== What needs to be done ==
The entries that follow include a run beginning at the line with "Target: eyebrow" and ending at the line with "Target: teenage boy"; restate that run word for word and leave the rest out.
***** Data shown
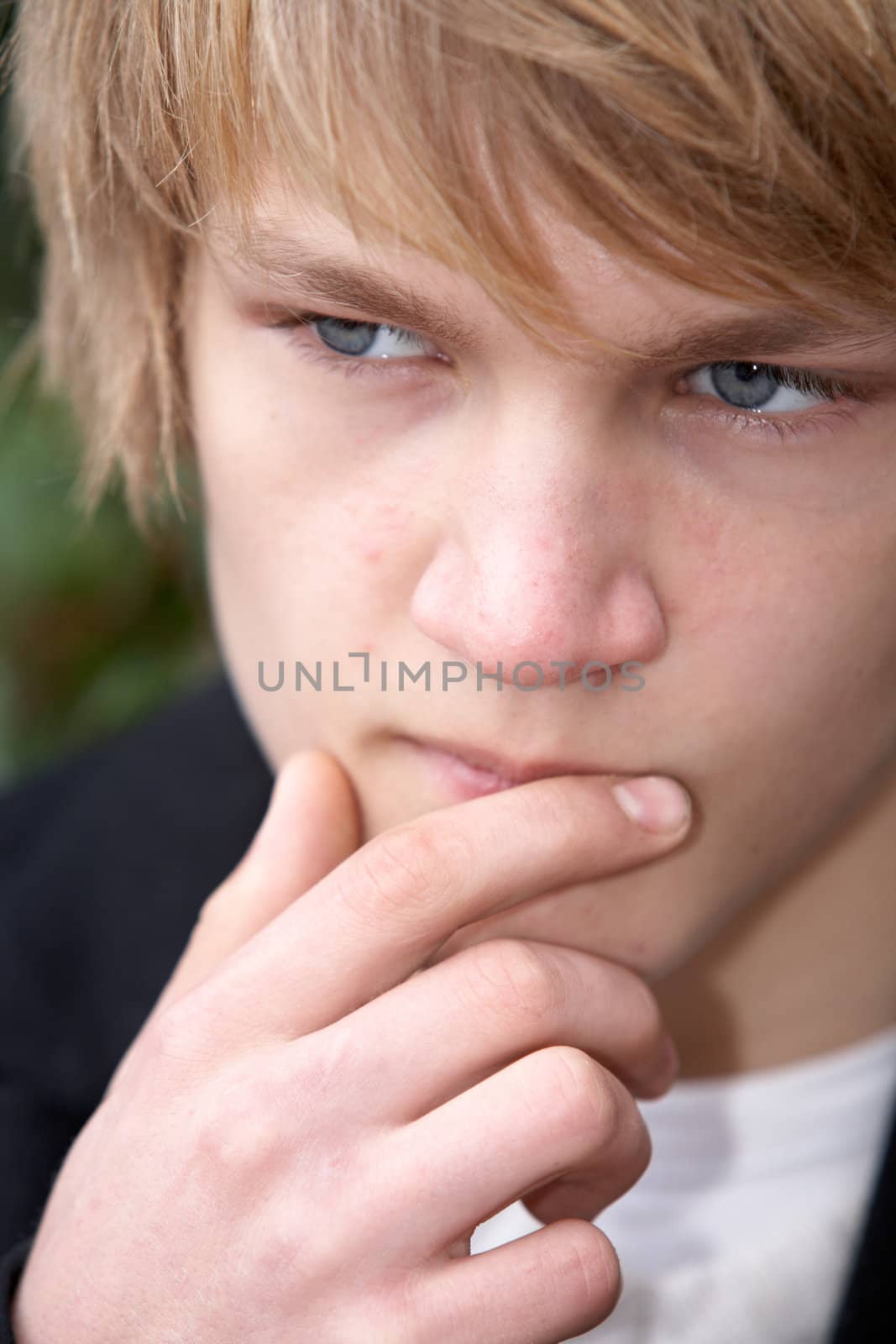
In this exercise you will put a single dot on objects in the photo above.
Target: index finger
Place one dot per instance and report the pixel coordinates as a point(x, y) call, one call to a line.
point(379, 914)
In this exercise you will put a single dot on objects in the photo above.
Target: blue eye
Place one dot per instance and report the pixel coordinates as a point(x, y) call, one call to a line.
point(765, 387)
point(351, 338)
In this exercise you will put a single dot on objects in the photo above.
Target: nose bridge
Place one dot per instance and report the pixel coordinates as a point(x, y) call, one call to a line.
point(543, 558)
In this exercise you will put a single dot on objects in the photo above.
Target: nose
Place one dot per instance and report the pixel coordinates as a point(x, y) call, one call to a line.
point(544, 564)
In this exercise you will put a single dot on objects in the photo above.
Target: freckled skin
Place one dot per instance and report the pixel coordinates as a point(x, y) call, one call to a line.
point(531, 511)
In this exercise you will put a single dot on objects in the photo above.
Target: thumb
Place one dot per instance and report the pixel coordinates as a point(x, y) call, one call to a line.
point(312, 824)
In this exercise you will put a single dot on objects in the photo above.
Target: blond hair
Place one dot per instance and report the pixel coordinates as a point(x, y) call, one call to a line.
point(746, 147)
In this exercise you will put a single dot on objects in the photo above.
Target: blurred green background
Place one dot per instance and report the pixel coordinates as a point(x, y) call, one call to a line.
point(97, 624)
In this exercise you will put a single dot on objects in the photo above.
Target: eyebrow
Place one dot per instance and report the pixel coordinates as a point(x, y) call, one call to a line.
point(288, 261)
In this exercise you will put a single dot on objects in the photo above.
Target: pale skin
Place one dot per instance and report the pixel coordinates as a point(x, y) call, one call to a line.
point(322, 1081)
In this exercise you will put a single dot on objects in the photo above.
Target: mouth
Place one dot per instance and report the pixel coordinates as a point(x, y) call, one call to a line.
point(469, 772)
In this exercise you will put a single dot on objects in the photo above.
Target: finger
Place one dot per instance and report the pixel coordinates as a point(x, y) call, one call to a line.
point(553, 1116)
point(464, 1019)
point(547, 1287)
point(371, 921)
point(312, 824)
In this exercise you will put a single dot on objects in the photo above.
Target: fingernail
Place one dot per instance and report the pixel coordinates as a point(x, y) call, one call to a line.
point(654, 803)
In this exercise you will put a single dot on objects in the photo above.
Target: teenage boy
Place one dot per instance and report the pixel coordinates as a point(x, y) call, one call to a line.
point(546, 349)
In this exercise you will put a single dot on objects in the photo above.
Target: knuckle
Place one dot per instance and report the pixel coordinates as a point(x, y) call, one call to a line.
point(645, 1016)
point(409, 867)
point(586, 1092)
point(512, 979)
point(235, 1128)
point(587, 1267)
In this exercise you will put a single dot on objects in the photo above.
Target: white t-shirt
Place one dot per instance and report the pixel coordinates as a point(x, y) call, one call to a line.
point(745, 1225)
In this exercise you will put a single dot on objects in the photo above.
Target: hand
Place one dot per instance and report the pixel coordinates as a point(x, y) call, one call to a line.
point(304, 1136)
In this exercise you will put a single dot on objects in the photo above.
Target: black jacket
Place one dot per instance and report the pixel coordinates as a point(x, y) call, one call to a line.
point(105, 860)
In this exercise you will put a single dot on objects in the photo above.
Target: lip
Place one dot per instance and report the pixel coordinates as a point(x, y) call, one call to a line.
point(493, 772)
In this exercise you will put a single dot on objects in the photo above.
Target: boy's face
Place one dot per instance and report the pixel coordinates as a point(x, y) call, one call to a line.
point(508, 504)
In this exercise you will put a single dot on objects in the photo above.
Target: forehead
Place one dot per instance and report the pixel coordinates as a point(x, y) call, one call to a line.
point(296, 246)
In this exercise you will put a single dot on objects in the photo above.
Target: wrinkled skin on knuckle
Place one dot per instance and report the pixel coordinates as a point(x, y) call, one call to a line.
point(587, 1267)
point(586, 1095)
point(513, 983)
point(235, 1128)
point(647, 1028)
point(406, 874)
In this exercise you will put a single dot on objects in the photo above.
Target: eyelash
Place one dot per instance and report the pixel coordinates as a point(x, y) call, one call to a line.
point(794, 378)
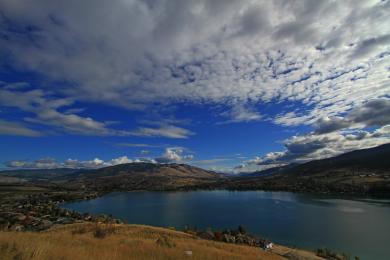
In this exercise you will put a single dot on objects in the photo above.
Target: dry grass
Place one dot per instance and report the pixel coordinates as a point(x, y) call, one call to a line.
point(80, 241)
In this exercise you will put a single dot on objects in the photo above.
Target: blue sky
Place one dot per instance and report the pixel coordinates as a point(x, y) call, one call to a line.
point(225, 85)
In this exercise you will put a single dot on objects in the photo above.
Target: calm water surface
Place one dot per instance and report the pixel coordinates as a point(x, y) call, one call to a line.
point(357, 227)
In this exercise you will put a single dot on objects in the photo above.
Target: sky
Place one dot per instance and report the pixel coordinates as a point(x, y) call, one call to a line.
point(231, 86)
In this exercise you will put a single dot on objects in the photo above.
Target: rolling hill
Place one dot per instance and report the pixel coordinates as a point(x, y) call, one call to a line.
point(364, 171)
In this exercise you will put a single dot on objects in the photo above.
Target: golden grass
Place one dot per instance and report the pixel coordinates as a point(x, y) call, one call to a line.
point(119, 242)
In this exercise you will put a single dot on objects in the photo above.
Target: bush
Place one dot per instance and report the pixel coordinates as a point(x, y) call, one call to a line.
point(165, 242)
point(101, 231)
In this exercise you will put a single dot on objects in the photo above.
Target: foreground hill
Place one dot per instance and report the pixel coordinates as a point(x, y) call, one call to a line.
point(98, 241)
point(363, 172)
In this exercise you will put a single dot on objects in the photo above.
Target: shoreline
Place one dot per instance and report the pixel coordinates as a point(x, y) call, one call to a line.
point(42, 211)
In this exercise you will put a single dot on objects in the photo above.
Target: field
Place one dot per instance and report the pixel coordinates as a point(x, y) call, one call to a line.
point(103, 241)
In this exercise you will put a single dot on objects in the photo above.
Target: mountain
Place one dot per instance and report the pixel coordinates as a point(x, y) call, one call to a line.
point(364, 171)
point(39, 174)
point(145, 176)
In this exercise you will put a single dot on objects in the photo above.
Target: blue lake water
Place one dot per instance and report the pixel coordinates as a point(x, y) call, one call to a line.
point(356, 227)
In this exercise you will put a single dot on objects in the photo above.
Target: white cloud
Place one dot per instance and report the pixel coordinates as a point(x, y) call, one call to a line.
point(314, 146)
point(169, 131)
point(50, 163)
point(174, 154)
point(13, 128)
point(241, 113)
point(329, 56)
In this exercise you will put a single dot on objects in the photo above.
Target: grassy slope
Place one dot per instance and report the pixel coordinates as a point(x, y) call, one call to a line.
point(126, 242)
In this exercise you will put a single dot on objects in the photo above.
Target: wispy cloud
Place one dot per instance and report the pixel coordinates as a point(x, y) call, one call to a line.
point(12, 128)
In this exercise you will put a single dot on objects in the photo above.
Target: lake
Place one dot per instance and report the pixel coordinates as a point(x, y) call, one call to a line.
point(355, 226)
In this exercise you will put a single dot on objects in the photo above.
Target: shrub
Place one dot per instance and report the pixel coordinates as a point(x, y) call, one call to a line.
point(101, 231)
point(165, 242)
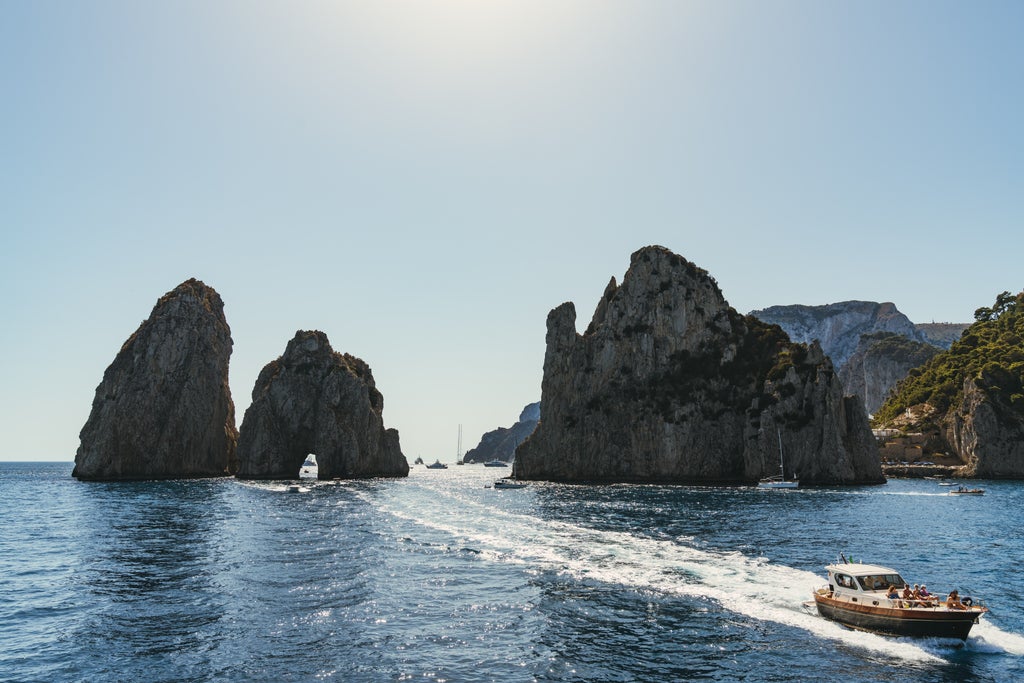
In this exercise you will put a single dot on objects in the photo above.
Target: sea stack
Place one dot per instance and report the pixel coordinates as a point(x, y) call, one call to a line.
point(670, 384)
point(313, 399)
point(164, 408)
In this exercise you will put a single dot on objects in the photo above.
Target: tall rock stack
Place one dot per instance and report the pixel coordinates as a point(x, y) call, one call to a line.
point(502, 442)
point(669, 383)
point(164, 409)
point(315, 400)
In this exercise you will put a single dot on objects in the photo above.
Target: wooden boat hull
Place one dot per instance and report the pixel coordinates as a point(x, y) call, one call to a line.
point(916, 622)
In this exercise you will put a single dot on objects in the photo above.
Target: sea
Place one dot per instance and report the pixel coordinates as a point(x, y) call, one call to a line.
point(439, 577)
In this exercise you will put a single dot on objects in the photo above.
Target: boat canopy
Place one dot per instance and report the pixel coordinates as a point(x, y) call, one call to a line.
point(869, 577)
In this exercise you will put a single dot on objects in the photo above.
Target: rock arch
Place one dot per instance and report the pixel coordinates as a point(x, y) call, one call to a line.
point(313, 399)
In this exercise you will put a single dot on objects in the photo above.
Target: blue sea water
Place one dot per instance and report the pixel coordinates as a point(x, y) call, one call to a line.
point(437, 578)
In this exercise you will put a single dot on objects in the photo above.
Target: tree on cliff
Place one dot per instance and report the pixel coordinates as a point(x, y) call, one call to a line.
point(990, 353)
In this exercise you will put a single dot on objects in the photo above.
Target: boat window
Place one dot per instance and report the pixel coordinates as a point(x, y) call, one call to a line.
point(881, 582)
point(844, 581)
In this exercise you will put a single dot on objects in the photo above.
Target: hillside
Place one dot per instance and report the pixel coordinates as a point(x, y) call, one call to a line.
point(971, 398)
**********
== Answer box ==
Target: eyebrow
Place one dot per instance and report the pixel coordinates as a point(x, y) call, one call to a line.
point(288, 261)
In this exercise you will put a single dot on objects in the photo above.
Target: pale skin
Place one dot per instance and report the pixel coordinates as a point(x, y) call, one call to a line.
point(322, 1081)
In this exercise you will put a single dot on objects in the photo above.
Target: mouth
Place one dot per instance and report the pixel coordinates as a point(x, y) call, one call to a line.
point(469, 772)
In this exercise you will put a single dot on objects in the photo above.
Target: finger
Place one dot per instance and report the pixel coordinates as a point(x, y) call, one call to a line.
point(553, 1116)
point(464, 1019)
point(547, 1287)
point(371, 921)
point(312, 824)
In this exercise you will put a single dot on objects in the photo above.
Target: fingernail
Place one dot per instance and report the pixel coordinates as a point(x, y) call, one call to a line.
point(654, 803)
In this exercise you will put a single dot on objects in the photo above.
Target: teenage boy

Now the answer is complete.